[Input for this task]
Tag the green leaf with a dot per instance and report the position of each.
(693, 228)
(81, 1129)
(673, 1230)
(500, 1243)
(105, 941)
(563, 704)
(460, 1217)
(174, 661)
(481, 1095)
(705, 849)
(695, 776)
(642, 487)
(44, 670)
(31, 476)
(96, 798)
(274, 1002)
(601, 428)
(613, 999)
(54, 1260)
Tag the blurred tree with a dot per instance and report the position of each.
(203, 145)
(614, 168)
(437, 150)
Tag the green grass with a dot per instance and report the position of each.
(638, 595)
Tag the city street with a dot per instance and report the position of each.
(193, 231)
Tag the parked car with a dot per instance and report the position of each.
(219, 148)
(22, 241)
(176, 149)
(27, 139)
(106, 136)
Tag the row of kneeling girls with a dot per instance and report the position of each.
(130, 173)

[Direction] Reproduce every line of the listing above, requests included, and scale each coordinate in the answers by a factor of 2.6, rounding to the nearest whole number with halves rounded up. Leave all other text unchanged.

[Task response]
Tag the green leaf with a dot per instance and report the position of each.
(1802, 593)
(211, 2935)
(1750, 3198)
(1300, 3232)
(273, 2447)
(1464, 1830)
(1196, 3164)
(452, 1719)
(1251, 2847)
(1833, 2207)
(1807, 2018)
(1669, 1266)
(114, 1742)
(81, 1238)
(250, 2075)
(712, 2605)
(1563, 1113)
(1594, 2597)
(140, 3276)
Tag the blurred tree with a dot per instance and report the position of each.
(528, 377)
(1596, 437)
(1136, 390)
Tag the green grass with a dot per instance and report the position of each.
(1659, 1547)
Tag the city street with a dot per instance and report the position of each.
(502, 601)
Tag the parked car with a dot per instance and report the position of each.
(569, 385)
(57, 627)
(458, 387)
(70, 361)
(276, 354)
Tag the row of kneeling girls with a dot per instance and report the position of each.
(338, 450)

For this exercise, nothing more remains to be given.